((
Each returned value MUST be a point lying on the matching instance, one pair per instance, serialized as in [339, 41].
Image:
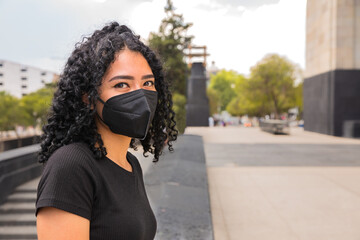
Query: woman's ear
[85, 99]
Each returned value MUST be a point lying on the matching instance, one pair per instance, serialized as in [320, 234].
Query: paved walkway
[262, 186]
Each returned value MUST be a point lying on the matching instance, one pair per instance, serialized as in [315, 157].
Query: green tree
[299, 98]
[272, 85]
[169, 43]
[36, 105]
[11, 115]
[222, 89]
[214, 102]
[179, 102]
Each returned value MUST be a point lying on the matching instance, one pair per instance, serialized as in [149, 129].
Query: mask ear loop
[98, 113]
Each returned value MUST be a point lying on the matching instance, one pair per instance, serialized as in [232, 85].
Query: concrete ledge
[351, 128]
[16, 167]
[177, 187]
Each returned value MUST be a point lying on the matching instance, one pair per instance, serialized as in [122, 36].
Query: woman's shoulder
[72, 155]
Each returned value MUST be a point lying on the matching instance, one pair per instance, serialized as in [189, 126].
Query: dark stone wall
[330, 99]
[197, 106]
[16, 143]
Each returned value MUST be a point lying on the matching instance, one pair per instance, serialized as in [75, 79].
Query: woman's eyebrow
[127, 77]
[122, 77]
[147, 76]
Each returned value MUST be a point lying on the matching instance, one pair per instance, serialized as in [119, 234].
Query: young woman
[112, 95]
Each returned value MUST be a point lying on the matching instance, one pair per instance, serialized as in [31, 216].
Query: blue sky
[238, 33]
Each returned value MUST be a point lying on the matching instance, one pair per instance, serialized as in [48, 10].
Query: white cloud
[237, 36]
[235, 41]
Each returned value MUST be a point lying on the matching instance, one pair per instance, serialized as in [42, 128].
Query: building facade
[332, 81]
[20, 80]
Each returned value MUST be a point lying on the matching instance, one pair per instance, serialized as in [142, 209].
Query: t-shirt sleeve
[67, 182]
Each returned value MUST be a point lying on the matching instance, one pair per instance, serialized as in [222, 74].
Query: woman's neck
[116, 145]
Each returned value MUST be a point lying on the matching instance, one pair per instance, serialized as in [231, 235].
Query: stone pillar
[332, 76]
[197, 106]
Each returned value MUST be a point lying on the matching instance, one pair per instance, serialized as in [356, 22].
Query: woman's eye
[149, 82]
[120, 85]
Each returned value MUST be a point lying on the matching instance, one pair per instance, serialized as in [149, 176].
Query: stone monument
[197, 106]
[332, 76]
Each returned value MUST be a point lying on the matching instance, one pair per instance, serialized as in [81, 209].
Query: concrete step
[17, 214]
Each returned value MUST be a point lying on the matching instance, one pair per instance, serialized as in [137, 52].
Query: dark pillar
[197, 106]
[330, 100]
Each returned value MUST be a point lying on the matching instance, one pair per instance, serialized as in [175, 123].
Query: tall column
[332, 76]
[197, 106]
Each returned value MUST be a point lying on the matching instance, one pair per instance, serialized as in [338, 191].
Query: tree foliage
[222, 89]
[271, 85]
[169, 43]
[10, 112]
[269, 89]
[30, 110]
[179, 102]
[36, 105]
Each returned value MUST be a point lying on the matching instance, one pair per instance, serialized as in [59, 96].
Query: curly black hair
[71, 120]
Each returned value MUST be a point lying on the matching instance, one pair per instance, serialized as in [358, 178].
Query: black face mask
[130, 113]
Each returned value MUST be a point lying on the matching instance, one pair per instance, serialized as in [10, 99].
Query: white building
[19, 80]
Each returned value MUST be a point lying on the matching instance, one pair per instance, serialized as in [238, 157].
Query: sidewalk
[262, 186]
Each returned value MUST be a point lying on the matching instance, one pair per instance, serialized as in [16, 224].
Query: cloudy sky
[238, 33]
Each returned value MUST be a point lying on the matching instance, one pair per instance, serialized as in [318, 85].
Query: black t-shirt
[112, 198]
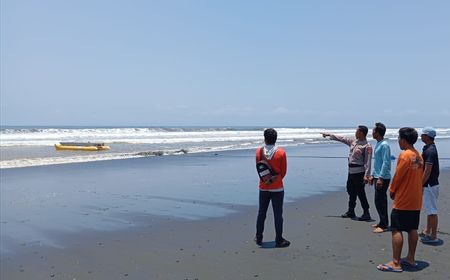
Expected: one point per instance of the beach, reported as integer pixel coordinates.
(193, 217)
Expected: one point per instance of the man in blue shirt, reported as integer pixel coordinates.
(381, 176)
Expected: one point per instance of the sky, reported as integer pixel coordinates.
(225, 63)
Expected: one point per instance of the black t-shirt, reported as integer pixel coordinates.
(430, 155)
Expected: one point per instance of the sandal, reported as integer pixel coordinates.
(379, 230)
(387, 268)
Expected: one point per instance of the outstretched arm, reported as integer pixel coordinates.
(345, 140)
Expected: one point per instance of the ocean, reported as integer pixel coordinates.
(184, 173)
(34, 146)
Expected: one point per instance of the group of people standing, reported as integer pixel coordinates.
(415, 184)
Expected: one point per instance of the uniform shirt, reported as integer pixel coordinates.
(278, 162)
(360, 156)
(382, 162)
(407, 182)
(430, 155)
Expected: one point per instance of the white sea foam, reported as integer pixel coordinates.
(22, 147)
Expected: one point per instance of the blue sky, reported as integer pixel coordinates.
(225, 63)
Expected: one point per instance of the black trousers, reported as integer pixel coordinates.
(355, 188)
(381, 202)
(277, 205)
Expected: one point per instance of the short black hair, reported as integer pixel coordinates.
(380, 129)
(409, 134)
(270, 136)
(363, 129)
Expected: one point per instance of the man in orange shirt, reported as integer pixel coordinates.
(272, 190)
(406, 191)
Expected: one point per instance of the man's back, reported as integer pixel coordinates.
(407, 181)
(278, 162)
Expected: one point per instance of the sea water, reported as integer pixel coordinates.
(34, 146)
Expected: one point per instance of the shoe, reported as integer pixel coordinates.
(387, 268)
(258, 241)
(428, 240)
(283, 243)
(365, 217)
(348, 214)
(379, 230)
(405, 263)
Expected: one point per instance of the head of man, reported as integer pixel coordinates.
(270, 136)
(428, 134)
(378, 131)
(361, 132)
(407, 137)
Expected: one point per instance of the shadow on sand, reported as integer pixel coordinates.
(440, 242)
(421, 265)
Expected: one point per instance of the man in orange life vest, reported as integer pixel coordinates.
(273, 190)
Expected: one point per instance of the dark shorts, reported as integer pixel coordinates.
(405, 220)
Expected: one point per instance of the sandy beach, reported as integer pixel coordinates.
(324, 246)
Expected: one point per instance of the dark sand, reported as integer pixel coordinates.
(324, 246)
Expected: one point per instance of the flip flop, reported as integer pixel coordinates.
(428, 240)
(379, 230)
(405, 263)
(387, 268)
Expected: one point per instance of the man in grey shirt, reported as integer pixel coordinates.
(359, 163)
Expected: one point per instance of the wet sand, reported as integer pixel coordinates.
(324, 246)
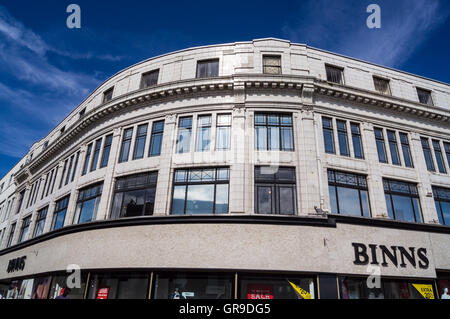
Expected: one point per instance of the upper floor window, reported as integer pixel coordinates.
(275, 190)
(87, 204)
(402, 200)
(424, 96)
(149, 79)
(335, 74)
(134, 195)
(208, 68)
(273, 132)
(107, 95)
(382, 85)
(442, 201)
(200, 191)
(272, 64)
(349, 194)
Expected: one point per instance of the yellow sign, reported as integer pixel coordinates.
(425, 290)
(300, 291)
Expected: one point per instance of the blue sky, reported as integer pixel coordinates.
(46, 69)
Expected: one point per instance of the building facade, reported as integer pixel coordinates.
(261, 169)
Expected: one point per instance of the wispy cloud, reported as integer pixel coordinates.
(340, 26)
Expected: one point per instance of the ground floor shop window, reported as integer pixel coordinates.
(285, 287)
(118, 286)
(193, 286)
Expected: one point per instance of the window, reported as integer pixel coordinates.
(203, 133)
(381, 148)
(357, 141)
(156, 139)
(87, 158)
(342, 138)
(381, 85)
(184, 134)
(439, 157)
(273, 132)
(208, 68)
(126, 145)
(106, 151)
(40, 222)
(223, 134)
(392, 139)
(425, 97)
(402, 201)
(139, 144)
(87, 204)
(427, 154)
(149, 79)
(328, 136)
(107, 95)
(96, 154)
(348, 194)
(25, 228)
(275, 191)
(200, 191)
(406, 150)
(272, 64)
(334, 74)
(134, 195)
(11, 235)
(60, 213)
(442, 201)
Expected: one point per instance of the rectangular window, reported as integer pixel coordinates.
(357, 141)
(425, 97)
(40, 222)
(442, 201)
(328, 135)
(134, 196)
(208, 68)
(87, 159)
(342, 138)
(107, 95)
(156, 139)
(200, 191)
(392, 139)
(149, 79)
(439, 157)
(106, 151)
(59, 215)
(87, 204)
(203, 133)
(223, 134)
(126, 145)
(382, 85)
(25, 228)
(406, 149)
(334, 74)
(275, 190)
(427, 154)
(273, 132)
(349, 194)
(184, 134)
(272, 64)
(139, 144)
(402, 201)
(381, 148)
(96, 154)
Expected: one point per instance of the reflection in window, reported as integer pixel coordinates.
(402, 201)
(87, 205)
(200, 191)
(275, 191)
(348, 194)
(134, 196)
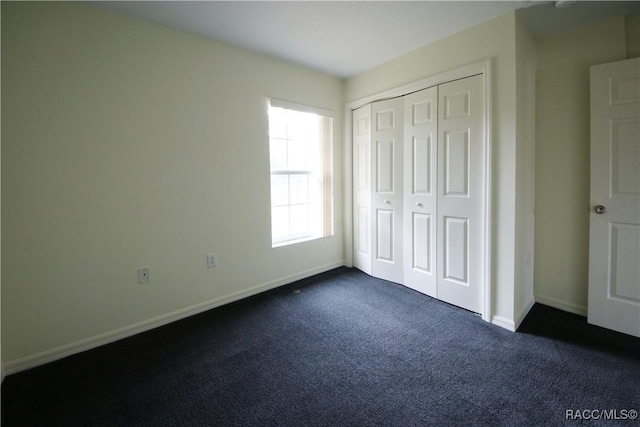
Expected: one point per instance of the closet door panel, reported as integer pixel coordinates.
(420, 179)
(460, 223)
(361, 121)
(386, 200)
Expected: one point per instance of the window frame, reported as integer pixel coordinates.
(324, 174)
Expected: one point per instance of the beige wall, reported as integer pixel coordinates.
(127, 144)
(526, 66)
(562, 159)
(495, 40)
(632, 35)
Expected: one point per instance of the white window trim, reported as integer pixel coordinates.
(327, 172)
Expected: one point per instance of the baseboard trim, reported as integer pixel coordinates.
(503, 322)
(524, 311)
(562, 305)
(52, 355)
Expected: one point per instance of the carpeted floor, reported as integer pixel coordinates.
(339, 349)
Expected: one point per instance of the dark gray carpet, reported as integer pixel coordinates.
(340, 349)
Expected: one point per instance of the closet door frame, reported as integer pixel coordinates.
(482, 67)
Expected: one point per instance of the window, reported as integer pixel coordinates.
(300, 157)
))
An exact printout is needed of the lines from the one containing "Expected: one point per instance of the baseboard" through the end of the listing above, both of those lines included, and nothing else.

:: Answer section ::
Expected: one point per instance of the baseboard trim, reported as integer pixel coordinates.
(503, 322)
(524, 311)
(562, 305)
(52, 355)
Expected: one point per instance of the carpeted floor, reported as integer pixel coordinates.
(339, 349)
Expected: one point per instance of the dark gray carpet, reported as integer pixel coordinates.
(340, 349)
Expected: one point per instance of the closet door frame, reported as integer pixel coordinates.
(482, 67)
Expected: one point per instance of the window, reported as integer pixel coordinates.
(300, 157)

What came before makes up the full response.